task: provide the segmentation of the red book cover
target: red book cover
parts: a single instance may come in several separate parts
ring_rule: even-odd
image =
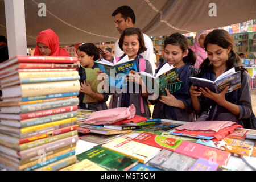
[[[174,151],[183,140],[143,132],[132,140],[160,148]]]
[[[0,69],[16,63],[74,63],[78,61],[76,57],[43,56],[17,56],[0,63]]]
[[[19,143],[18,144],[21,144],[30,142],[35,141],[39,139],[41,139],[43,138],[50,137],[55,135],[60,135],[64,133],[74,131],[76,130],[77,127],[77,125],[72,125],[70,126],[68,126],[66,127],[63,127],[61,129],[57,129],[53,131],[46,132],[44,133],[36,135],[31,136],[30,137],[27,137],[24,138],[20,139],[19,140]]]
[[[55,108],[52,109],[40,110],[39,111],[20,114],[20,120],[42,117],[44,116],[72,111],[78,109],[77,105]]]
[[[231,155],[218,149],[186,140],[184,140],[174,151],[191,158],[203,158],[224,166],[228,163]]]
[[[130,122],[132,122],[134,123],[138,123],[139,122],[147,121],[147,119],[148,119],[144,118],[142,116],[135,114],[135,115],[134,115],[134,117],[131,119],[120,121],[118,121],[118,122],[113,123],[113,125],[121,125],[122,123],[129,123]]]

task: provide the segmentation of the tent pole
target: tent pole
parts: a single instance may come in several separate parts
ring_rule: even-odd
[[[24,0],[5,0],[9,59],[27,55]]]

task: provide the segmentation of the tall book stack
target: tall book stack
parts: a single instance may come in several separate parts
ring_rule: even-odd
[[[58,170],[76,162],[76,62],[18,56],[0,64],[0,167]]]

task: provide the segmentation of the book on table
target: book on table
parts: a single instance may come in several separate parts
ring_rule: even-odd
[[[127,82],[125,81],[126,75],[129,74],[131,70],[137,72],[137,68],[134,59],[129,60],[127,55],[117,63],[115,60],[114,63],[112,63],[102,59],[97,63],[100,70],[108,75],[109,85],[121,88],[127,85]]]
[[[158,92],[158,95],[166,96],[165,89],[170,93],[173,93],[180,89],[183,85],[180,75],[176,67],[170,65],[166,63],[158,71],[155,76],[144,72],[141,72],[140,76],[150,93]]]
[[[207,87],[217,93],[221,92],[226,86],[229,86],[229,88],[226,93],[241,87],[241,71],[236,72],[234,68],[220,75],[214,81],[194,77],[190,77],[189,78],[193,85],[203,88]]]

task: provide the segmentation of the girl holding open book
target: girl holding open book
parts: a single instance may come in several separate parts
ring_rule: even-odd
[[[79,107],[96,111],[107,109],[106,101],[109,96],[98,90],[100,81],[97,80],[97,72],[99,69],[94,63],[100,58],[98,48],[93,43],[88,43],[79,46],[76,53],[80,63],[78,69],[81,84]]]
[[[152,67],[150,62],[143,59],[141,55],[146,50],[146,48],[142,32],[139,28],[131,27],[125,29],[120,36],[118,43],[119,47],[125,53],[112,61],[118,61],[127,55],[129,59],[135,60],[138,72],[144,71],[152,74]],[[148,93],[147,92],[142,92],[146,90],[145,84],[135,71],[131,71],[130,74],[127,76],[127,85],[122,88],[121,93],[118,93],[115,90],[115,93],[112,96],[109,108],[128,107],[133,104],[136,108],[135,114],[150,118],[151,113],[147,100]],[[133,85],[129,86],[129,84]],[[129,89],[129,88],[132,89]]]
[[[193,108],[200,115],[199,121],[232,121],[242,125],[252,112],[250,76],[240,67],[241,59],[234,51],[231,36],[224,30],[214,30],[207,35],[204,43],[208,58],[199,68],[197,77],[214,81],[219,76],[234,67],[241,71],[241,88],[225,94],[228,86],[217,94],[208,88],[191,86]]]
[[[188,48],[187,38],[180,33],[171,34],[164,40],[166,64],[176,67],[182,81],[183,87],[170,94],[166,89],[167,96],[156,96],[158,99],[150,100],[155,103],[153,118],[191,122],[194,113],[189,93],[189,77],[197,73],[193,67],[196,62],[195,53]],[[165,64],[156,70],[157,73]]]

...

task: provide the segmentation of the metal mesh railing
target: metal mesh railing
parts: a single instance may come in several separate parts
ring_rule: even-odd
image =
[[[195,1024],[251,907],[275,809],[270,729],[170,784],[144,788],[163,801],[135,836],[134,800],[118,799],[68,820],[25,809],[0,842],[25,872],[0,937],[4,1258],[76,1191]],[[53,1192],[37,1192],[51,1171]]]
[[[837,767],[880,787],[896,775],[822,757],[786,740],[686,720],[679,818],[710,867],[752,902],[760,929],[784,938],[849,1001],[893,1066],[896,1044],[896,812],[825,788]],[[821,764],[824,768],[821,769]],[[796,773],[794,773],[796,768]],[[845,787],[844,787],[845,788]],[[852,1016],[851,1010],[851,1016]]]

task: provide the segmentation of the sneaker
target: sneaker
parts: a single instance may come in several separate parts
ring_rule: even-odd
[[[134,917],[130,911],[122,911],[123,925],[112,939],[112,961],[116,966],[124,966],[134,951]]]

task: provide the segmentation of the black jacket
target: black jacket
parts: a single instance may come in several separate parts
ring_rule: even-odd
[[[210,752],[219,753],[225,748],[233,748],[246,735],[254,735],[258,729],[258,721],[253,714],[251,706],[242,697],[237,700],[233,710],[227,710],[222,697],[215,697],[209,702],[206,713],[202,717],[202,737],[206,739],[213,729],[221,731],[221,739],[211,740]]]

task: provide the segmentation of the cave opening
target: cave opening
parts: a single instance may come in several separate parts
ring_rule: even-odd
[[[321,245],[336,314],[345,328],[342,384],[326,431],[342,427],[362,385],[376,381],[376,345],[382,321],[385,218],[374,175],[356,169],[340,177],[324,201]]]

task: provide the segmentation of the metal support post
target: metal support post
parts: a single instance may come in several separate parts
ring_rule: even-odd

What you will do: Please rescale the rows from the line containing "task: provide the segmentation of the tent" up to and including the line containing "[[[58,170],[76,162],[76,62],[18,56],[0,64],[0,167]]]", reproducing every line (requests included) with each polygon coordinate multiplied by 1.3 and rounded to a whole number, halves going up. Return only those lines.

In response:
task: provide the segmentation of the tent pole
target: tent pole
parts: a single instance may come in several separate parts
ring_rule: even-odd
[[[31,0],[7,0],[12,77],[35,72]]]

task: provide the segmentation of the tall book stack
target: tall book stack
parts: a single instance may come in several separate parts
ring_rule: even-odd
[[[75,221],[99,211],[99,81],[23,73],[0,83],[0,217]]]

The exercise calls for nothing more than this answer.